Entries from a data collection
....................

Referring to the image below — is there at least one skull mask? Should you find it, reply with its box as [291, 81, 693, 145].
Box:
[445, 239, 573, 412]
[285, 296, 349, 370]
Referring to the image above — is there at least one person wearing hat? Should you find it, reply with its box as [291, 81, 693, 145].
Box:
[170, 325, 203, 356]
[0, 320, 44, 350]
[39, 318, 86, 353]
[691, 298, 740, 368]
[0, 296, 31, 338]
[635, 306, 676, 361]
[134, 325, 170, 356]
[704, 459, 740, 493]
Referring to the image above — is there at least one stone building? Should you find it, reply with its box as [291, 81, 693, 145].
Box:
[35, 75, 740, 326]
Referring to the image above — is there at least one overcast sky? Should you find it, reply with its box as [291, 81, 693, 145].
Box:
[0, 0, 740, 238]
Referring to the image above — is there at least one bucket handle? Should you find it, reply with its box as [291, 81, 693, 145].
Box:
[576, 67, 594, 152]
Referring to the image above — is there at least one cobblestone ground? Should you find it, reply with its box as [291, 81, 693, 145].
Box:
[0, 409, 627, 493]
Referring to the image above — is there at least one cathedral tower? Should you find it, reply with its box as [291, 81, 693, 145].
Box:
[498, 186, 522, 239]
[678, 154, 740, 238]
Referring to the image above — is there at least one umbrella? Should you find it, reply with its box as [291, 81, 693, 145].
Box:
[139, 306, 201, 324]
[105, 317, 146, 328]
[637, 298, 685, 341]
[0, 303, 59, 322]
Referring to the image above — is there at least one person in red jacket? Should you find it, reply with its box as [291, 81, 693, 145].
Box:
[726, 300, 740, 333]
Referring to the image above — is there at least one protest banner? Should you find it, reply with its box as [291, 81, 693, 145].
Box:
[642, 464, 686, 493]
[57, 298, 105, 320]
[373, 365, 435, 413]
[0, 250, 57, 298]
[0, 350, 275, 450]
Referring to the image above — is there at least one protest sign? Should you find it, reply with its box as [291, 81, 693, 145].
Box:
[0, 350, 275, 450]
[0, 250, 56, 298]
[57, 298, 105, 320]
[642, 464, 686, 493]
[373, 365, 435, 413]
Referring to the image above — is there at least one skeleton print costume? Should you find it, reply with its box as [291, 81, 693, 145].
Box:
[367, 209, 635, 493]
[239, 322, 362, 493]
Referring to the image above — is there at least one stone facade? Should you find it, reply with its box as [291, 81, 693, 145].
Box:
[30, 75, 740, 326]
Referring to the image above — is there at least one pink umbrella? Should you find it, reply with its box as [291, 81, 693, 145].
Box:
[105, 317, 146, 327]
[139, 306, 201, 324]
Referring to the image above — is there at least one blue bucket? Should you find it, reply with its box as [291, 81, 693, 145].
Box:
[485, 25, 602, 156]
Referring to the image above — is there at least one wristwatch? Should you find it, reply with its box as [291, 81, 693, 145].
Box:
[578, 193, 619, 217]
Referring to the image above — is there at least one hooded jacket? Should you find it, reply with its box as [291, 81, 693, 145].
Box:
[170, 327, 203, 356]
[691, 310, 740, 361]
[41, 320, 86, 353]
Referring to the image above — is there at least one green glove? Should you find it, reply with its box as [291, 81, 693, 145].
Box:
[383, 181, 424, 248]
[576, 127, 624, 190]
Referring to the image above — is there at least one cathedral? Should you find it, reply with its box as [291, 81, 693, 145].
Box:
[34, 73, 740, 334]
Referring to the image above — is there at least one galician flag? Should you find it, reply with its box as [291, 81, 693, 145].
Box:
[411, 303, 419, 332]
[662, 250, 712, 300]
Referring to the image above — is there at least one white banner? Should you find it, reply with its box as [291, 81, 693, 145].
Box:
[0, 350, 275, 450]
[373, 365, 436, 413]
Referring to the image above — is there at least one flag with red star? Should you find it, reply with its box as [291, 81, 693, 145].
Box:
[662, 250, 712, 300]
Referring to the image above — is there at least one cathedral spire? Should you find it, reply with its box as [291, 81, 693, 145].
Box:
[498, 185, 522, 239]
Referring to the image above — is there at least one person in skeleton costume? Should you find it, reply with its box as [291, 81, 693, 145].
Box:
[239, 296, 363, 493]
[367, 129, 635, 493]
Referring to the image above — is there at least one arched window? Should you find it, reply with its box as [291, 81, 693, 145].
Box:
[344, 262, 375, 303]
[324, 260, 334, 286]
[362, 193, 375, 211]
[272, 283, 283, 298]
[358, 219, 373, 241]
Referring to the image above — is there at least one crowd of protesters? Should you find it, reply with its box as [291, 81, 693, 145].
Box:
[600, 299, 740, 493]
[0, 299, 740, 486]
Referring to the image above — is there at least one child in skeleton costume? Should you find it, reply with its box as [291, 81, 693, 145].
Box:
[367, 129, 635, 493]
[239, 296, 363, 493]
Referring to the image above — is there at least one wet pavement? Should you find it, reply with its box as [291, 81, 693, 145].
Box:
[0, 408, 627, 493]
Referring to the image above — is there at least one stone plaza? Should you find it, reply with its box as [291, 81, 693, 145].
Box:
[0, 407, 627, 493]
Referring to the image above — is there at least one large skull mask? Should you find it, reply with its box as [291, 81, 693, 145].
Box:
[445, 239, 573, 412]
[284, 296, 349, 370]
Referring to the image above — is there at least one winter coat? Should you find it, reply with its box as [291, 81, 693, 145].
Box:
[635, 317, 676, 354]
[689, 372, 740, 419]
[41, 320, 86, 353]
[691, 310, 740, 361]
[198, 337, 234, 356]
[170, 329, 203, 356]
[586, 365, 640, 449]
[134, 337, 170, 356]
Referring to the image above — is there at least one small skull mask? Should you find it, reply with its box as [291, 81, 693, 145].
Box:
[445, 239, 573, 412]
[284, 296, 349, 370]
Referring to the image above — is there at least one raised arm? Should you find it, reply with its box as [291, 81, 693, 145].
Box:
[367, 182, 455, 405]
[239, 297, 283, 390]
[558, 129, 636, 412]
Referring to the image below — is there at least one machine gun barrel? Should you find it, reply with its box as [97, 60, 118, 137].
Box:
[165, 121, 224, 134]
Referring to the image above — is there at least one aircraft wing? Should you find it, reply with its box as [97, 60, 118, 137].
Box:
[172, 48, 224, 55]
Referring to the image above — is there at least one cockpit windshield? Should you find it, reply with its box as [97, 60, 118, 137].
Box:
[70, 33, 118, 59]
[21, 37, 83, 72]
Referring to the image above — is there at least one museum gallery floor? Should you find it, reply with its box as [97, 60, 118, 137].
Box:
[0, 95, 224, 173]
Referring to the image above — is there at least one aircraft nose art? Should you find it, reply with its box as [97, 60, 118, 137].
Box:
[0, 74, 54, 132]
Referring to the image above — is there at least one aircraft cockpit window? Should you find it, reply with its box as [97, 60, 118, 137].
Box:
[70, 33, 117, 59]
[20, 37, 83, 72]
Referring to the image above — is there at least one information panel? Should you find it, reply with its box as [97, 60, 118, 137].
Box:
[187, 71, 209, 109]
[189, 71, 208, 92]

....................

■ WRITTEN TASK: Please put each line of the entries above into a Markdown table with two columns, Row and Line. Number the rows in order and leave out any blank lines.

■ TASK OUTPUT:
| Row | Line |
|---|---|
| 1 | Referring to the image below — is there at least one skull mask? Should you find it, reply with its box as [291, 81, 693, 145]. |
| 2 | Box: |
| 3 | [445, 239, 573, 412] |
| 4 | [285, 296, 349, 370] |
| 5 | Referring to the image above — is there at least one person wearing hat? Should you find it, reply with its box as [291, 81, 693, 145]. |
| 6 | Box: |
| 7 | [170, 325, 203, 356] |
| 8 | [0, 320, 44, 350] |
| 9 | [39, 318, 86, 353] |
| 10 | [691, 298, 740, 368] |
| 11 | [0, 296, 31, 338] |
| 12 | [635, 306, 676, 361] |
| 13 | [134, 325, 170, 356] |
| 14 | [704, 459, 740, 493] |
| 15 | Referring to the image above — is there at least one stone building? Should you find it, reply with its box as [291, 81, 693, 145]. |
| 16 | Box: |
| 17 | [35, 75, 740, 326] |
| 18 | Referring to the image above — is there at least one overcast sky? Should you find it, reply with its box as [291, 81, 693, 145]. |
| 19 | Box: |
| 20 | [0, 0, 740, 238] |
| 21 | Referring to the image above — is there at least one bucket handle? Should you find it, reply with its box as [291, 81, 693, 145]. |
| 22 | Box: |
| 23 | [576, 67, 594, 152] |
| 24 | Referring to the image above — is there at least one cobblestone ground? Should you find it, reply with its box as [291, 81, 693, 145]. |
| 25 | Box: |
| 26 | [0, 409, 627, 493] |
| 27 | Referring to the image above — is there at least one cathedral tower? Should you find it, reply with its box as [291, 81, 693, 145]. |
| 28 | Box: |
| 29 | [498, 186, 522, 239] |
| 30 | [678, 154, 740, 238] |
| 31 | Referring to the image above — is there at least one umbrella? Should you find it, reply with its box as [291, 81, 693, 145]. |
| 32 | Box: |
| 33 | [139, 306, 201, 324] |
| 34 | [105, 317, 146, 328] |
| 35 | [637, 298, 685, 341] |
| 36 | [0, 303, 59, 322] |
| 37 | Referring to the image above — is there at least one person in red jacket? Should you find it, reply with its box as [291, 81, 693, 145]. |
| 38 | Box: |
| 39 | [726, 300, 740, 333] |
| 40 | Referring to the image above — is there at least one protest banner? Should you find it, reply with its box as [291, 81, 693, 145]. |
| 41 | Box: |
| 42 | [642, 464, 686, 493] |
| 43 | [57, 298, 105, 320] |
| 44 | [373, 365, 435, 413] |
| 45 | [0, 250, 57, 298] |
| 46 | [0, 350, 275, 450] |
| 47 | Referring to the image above — is there at least one protest sign? Should you find it, reply with its box as [291, 81, 693, 145]. |
| 48 | Box: |
| 49 | [0, 350, 275, 450] |
| 50 | [0, 250, 56, 298] |
| 51 | [57, 298, 105, 320] |
| 52 | [642, 464, 686, 493] |
| 53 | [373, 365, 435, 413] |
| 54 | Referring to the image above — is there at least one skeleton print costume? Should you find it, reply with its box as [291, 81, 693, 145]. |
| 55 | Box: |
| 56 | [367, 209, 635, 493] |
| 57 | [239, 322, 362, 493] |
| 58 | Referring to the image above — is there at least one stone facade? Should you find it, reply with its box as [291, 81, 693, 145]. |
| 59 | Box: |
| 60 | [30, 75, 740, 326] |
| 61 | Referring to the image above — is there at least one pink umbrella? Should you find it, reply with its box as [291, 81, 693, 145]. |
| 62 | Box: |
| 63 | [105, 317, 146, 327] |
| 64 | [139, 306, 201, 324] |
| 65 | Referring to the image above — is there at least one blue bucket? Should you find it, reply with its box as [291, 81, 693, 145]. |
| 66 | Box: |
| 67 | [485, 25, 602, 156] |
| 68 | Referring to the image above — is there at least one wristwatch? Should you find it, reply with its box as [291, 81, 693, 145]. |
| 69 | Box: |
| 70 | [578, 193, 619, 217] |
| 71 | Referring to the image above — is there at least one hooded jacket? Should you find it, reply with its box as [291, 81, 693, 145]. |
| 72 | Box: |
| 73 | [170, 327, 203, 356] |
| 74 | [691, 310, 740, 361] |
| 75 | [41, 320, 86, 353] |
| 76 | Referring to the image above — is there at least one green glove? Should you find it, reply with its box as [291, 81, 693, 145]. |
| 77 | Box: |
| 78 | [383, 181, 424, 248] |
| 79 | [576, 127, 624, 190] |
| 80 | Referring to the image above — is there at least one cathedral? Should you find it, reply with its box as [291, 81, 693, 145]. |
| 81 | Box: |
| 82 | [34, 73, 740, 334] |
| 83 | Referring to the image above — is there at least one galician flag? Should you find it, reply with its box as [291, 81, 693, 145]. |
| 84 | Box: |
| 85 | [411, 303, 419, 332] |
| 86 | [662, 250, 712, 300] |
| 87 | Referring to the image above — is there at least one white banner? Should you find it, reply with its box as [291, 81, 693, 145]. |
| 88 | Box: |
| 89 | [0, 350, 275, 450] |
| 90 | [373, 365, 436, 413] |
| 91 | Referring to the image above — is there at least one flag with red star? Should you find it, reply with its box as [291, 81, 693, 145]. |
| 92 | Box: |
| 93 | [662, 250, 712, 300] |
| 94 | Referring to the image above — is there at least one cathedral spire? Should you find it, reply with its box as [291, 81, 693, 145]. |
| 95 | Box: |
| 96 | [498, 185, 522, 239] |
| 97 | Referring to the image above — is there at least one person in skeleton costume? Should you find it, reply with its box as [291, 81, 693, 145]. |
| 98 | Box: |
| 99 | [239, 296, 363, 493] |
| 100 | [367, 129, 635, 493] |
| 101 | Referring to the image above — is there at least one arched window? Should you find it, reply with its box as [291, 81, 693, 145]. |
| 102 | Box: |
| 103 | [344, 262, 375, 303] |
| 104 | [324, 260, 334, 286] |
| 105 | [362, 193, 375, 211] |
| 106 | [272, 283, 283, 298] |
| 107 | [358, 219, 373, 241] |
| 108 | Referring to the image above — is there at least one crowd of protesters? Should you find it, reply with its box as [291, 81, 693, 145]. |
| 109 | Box: |
| 110 | [600, 299, 740, 493] |
| 111 | [0, 299, 740, 486] |
| 112 | Referring to the image above — is there at least one child in skeleton costume? Should you find it, reply with its box as [291, 81, 693, 145]. |
| 113 | Box: |
| 114 | [367, 129, 635, 493] |
| 115 | [239, 296, 363, 493] |
| 116 | Referring to the image above — is there at least one wet pavement? Should you find it, reply with its box as [291, 81, 693, 145]. |
| 117 | Box: |
| 118 | [0, 408, 627, 493] |
| 119 | Referring to the image above — is there at least one stone plaza? Should you find it, reply with its box as [291, 81, 693, 145]. |
| 120 | Box: |
| 121 | [0, 407, 627, 493] |
| 122 | Referring to the image above — is there at least one large skull mask? Should you find it, reply with its box as [291, 81, 693, 145]. |
| 123 | Box: |
| 124 | [445, 239, 573, 412] |
| 125 | [284, 296, 349, 370] |
| 126 | Referring to the image above — is there at least one winter coat? Should you find it, reply with its box as [291, 81, 693, 145]. |
| 127 | Box: |
| 128 | [635, 317, 676, 354] |
| 129 | [689, 372, 740, 419] |
| 130 | [41, 320, 86, 353] |
| 131 | [691, 310, 740, 361] |
| 132 | [198, 337, 234, 356] |
| 133 | [170, 329, 203, 356] |
| 134 | [586, 365, 640, 449] |
| 135 | [134, 337, 170, 356] |
| 136 | Referring to the image above — is there at least one small skull mask? Should you find it, reply with its box as [291, 81, 693, 145]. |
| 137 | Box: |
| 138 | [445, 239, 573, 412] |
| 139 | [284, 296, 349, 370] |
| 140 | Referring to the image above — is there at least one raised arm? Should you find it, reply with its box as [291, 81, 693, 145]. |
| 141 | Box: |
| 142 | [367, 182, 455, 405] |
| 143 | [239, 297, 283, 390] |
| 144 | [558, 129, 636, 412] |
| 145 | Referring to the image below — is there at least one machine gun barrel? Should you find it, reply with its box as [97, 60, 118, 137]. |
| 146 | Box: |
| 147 | [165, 121, 224, 134] |
| 148 | Referring to the image above — is there at least one aircraft wing? Should you find it, reply with its box as [97, 60, 118, 137]. |
| 149 | Box: |
| 150 | [172, 48, 224, 55] |
| 151 | Referring to the image above — is there at least one cockpit windshield? Should you find it, reply with its box as [97, 60, 118, 137]. |
| 152 | Box: |
| 153 | [70, 33, 118, 59] |
| 154 | [21, 37, 83, 72] |
| 155 | Referring to the image above — is there at least one museum gallery floor? Should you find it, reply with its box as [97, 60, 118, 137]. |
| 156 | Box: |
| 157 | [0, 95, 224, 173] |
| 158 | Referring to the image above — is there at least one aircraft nose art? Should you find it, reply with its box as [97, 60, 118, 137]. |
| 159 | Box: |
| 160 | [0, 74, 54, 132] |
| 161 | Referring to the image above — is there at least one aircraft cockpit window? Should you find it, reply with its box as [97, 60, 118, 137]. |
| 162 | Box: |
| 163 | [70, 33, 117, 59] |
| 164 | [20, 37, 83, 72] |
| 165 | Referring to the image above — is there at least one information panel? Should you find it, reply with its box as [97, 60, 118, 137]. |
| 166 | Box: |
| 167 | [187, 71, 209, 109] |
| 168 | [189, 71, 208, 92] |